Task directions -
Repeat exactly the lines from the one containing "Task: locate the grassy" through the last line of the records below, both included, and nothing else.

Data to use -
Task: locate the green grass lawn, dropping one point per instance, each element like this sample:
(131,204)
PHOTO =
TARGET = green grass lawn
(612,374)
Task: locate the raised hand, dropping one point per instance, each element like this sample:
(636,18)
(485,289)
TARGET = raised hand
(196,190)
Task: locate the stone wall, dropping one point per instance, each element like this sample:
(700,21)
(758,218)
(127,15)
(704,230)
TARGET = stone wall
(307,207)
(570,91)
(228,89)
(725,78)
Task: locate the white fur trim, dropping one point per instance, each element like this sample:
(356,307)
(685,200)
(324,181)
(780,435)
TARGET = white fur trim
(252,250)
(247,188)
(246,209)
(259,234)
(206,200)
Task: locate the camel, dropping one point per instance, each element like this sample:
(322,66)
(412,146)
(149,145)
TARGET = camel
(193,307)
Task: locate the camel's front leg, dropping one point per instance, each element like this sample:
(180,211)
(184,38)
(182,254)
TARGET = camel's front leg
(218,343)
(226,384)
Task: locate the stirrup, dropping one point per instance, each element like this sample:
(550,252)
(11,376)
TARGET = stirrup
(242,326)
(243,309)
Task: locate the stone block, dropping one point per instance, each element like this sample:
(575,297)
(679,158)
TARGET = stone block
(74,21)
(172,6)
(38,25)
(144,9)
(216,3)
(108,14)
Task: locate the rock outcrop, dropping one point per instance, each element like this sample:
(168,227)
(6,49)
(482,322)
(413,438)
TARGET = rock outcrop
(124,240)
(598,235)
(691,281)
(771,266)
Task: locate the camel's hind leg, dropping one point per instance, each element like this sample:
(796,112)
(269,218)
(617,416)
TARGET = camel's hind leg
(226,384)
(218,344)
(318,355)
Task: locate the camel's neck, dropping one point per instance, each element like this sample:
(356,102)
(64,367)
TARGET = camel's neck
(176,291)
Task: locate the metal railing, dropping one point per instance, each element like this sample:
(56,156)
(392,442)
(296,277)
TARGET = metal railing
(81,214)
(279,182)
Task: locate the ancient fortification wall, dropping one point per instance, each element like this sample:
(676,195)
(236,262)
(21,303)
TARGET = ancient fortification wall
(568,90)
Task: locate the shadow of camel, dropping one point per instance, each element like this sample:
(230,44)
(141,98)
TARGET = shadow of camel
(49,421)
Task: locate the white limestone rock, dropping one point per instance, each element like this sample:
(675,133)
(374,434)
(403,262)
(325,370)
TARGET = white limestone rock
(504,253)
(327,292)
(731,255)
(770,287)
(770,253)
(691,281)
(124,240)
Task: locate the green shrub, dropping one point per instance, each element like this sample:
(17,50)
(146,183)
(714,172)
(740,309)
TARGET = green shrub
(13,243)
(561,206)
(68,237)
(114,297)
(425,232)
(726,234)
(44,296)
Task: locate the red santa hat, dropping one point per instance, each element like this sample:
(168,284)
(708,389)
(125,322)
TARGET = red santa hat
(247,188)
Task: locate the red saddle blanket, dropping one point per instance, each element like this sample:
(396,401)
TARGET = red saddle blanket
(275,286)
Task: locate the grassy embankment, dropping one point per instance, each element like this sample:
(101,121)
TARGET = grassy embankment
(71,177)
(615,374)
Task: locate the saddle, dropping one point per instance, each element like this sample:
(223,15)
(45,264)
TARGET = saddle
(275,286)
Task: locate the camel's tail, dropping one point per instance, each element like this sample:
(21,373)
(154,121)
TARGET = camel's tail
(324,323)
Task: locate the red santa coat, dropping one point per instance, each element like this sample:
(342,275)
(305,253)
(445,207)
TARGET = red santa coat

Expected answer -
Task: locate the grassy embankment, dropping one point per instance, each element like this sample:
(101,121)
TARGET = grassy embankment
(71,177)
(615,374)
Task: locate the saddle, dropping one point per instance, each element like this sample:
(223,15)
(45,264)
TARGET = saddle
(275,286)
Task: locate the camel's tail, dropping one point per instance, each element like this sample:
(21,373)
(154,121)
TARGET = camel's tail
(324,323)
Task: locate the red santa coat, dropping one point per instance, each element like this sample:
(342,275)
(305,253)
(445,207)
TARGET = red santa coat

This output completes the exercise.